Text block —
Opinion

We’ve got to do everything, and more, to stop the pandemic

By David Farmer

Yes, and …

“Yes, and” is a principle of improvisational comedy that actors use to guide how they build on ideas through the act. And right now it needs to be the approach we take on the federal, state and local levels to coronavirus.

Yes, we should all be wearing masks, and, in fact, there’s new evidence that we should probably be wearing two. So wear two.

Yes, we should provide forgivable loans to businesses, and we also should provide financial relief to individuals.

Yes, we should set priorities for who gets vaccinated, and we should vaccinate as many people as possible as quickly as possible.

Yes, we should use the Defense Production Act, and we should use the National Guard to set up vaccination sites.

Yes, we should fully open schools, and we should provide them with the resources they need to open safely and protect students, teachers and staff.

Yes, the federal government should help state and local governments, and state and local governments should help small businesses and individuals.

You get the idea.

Whatever it is that we think that we might need to do to help protect public health, control the spread of COVID-19 and restore our economy, we need to do that — and more.

President Joe Biden has developed a $1.9 trillion relief plan to speed vaccinations, provide relief to individuals and businesses, help state and local governments and schools and to otherwise speed pandemic response.

Other provisions include moves to reduce hunger, to temporarily halt evictions and raise the minimum wage.

It’s a big package that costs a lot of money. And it probably doesn’t go far enough.

The Biden rescue package is running into headwinds in Congress. Concerns are being raised about the cost, the scope and whether elements such as raising the minimum wage should be included at all.

It’s a typical response during a very atypical time. We need more.

The United States has bungled its response to the coronavirus for a year. Politics, ego and an anti-science bias stood in the way.

For evidence, look no farther than the refusal by some Maine legislators to do the very least and wear a mask to protect others while they’re in the State House. It’s theater — but it isn’t improv. The risks are real and potentially deadly.

More than 420,000 people in the United States are dead. The world has lost more than 225 million jobs, with most of the consequences falling on the backs of women, particularly women of color, and lower-wage workers.

We’re in a race against time. The virus that causes COVID-19 is mutating and the damage done to families and businesses is growing. Each day that goes by without doing every single thing we can to improve our current trajectory is lost forever — an opportunity gone.

Nobody worries about the water bill when they’re fighting a house fire. Our house is on fire.

This is no time for austerity or for holding back. We need a total-economy response to the pandemic. Half measures won’t do. We need to treat our current moment like the crisis that it is.

Nobody is doing OK. At this point, most of us know someone who has gotten sick, and many know someone who has died. Our kids are struggling, and overall mental health is deteriorating. 

Six months or a year from now — with perhaps millions more jobs lost, businesses shuttered, students struggling, lives wrecked and hundreds of thousands of additional deaths — we don’t want to look back and wonder why, given a second chance to get it right with the new Biden administration, we didn’t do more.

The answer to our response to this global pandemic must be “yes, and.” Anything less risks being a joke with no punchline — only more death and economic despair.

David Farmer is a public affairs, political and media consultant in Portland, where he lives with his wife and two children.

Task directions —
Answer these questions from the pandemic opinion piece.
1. What is the cost of President Joe Biden's relief plan?
2. How many people in the United States are dead?
3. In what city does David Farmer live?

Entries taken from a collection
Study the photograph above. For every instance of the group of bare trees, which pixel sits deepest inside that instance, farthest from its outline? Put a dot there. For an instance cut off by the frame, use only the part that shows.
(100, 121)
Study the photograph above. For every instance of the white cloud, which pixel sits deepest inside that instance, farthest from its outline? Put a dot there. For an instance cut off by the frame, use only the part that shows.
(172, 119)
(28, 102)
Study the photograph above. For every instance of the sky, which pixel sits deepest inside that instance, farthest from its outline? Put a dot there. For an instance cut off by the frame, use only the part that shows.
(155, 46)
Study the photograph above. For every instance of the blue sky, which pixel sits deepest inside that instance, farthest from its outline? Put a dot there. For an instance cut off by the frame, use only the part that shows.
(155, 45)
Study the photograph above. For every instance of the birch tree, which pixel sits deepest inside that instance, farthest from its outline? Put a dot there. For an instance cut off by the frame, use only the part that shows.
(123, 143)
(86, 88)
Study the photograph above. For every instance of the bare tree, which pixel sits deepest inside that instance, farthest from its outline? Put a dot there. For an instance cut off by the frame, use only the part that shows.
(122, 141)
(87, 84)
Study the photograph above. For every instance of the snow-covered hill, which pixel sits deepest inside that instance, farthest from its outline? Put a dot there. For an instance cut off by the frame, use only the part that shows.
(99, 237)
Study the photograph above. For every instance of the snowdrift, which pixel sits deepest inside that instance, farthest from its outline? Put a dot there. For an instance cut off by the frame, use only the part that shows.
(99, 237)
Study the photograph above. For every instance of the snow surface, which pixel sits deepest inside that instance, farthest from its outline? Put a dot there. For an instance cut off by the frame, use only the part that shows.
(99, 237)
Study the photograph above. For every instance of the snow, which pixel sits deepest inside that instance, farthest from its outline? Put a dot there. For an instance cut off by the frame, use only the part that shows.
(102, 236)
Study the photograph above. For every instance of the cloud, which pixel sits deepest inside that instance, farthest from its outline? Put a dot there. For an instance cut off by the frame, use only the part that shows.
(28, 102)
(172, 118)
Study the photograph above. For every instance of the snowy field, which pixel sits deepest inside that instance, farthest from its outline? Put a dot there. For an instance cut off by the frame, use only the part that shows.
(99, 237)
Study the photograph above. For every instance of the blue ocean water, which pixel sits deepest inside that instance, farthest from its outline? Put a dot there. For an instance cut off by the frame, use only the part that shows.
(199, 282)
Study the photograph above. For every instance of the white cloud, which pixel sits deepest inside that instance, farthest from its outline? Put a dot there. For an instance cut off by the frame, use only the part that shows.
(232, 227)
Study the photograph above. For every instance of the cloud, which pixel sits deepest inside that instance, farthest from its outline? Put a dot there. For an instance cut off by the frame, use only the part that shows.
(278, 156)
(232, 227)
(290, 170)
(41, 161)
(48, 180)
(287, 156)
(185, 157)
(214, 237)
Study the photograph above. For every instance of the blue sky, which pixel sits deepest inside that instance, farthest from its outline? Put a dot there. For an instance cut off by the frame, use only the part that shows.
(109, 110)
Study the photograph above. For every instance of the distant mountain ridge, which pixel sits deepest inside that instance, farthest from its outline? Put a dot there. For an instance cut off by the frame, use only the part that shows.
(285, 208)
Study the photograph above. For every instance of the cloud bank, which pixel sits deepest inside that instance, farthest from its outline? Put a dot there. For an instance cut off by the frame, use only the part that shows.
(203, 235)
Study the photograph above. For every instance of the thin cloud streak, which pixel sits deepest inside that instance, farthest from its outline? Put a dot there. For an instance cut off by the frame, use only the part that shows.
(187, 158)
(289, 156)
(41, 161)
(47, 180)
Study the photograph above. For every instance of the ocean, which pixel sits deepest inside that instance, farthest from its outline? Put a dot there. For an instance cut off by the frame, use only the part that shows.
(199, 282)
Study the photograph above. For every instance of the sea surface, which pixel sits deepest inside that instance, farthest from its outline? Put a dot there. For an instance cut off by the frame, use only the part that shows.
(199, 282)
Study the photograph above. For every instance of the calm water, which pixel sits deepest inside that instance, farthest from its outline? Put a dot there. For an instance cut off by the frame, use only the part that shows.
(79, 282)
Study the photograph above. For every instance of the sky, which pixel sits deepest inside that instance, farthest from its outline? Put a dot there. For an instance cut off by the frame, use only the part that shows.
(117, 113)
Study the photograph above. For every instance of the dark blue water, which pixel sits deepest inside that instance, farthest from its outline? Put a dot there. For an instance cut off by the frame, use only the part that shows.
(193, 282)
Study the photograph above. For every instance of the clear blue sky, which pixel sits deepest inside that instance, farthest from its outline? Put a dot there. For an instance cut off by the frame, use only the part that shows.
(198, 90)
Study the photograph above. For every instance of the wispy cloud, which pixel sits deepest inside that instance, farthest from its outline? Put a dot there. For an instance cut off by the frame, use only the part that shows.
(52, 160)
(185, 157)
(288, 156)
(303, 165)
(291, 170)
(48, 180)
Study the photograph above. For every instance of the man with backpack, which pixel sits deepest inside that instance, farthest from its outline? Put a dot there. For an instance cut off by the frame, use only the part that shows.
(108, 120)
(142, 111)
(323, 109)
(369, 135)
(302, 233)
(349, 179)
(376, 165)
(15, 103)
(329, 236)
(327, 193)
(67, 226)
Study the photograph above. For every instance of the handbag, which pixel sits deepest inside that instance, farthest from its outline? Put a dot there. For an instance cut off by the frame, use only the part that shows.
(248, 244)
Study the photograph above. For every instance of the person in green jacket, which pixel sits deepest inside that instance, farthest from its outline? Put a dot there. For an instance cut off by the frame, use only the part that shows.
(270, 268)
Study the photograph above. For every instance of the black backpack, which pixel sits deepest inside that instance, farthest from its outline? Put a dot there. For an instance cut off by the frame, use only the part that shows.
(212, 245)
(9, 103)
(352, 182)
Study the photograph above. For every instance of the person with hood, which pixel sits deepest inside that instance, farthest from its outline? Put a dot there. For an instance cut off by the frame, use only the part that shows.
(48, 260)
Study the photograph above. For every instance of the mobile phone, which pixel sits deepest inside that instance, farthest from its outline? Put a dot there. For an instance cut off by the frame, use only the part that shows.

Result for this task —
1. $1.9 trillion
2. More than 420,000
3. Portland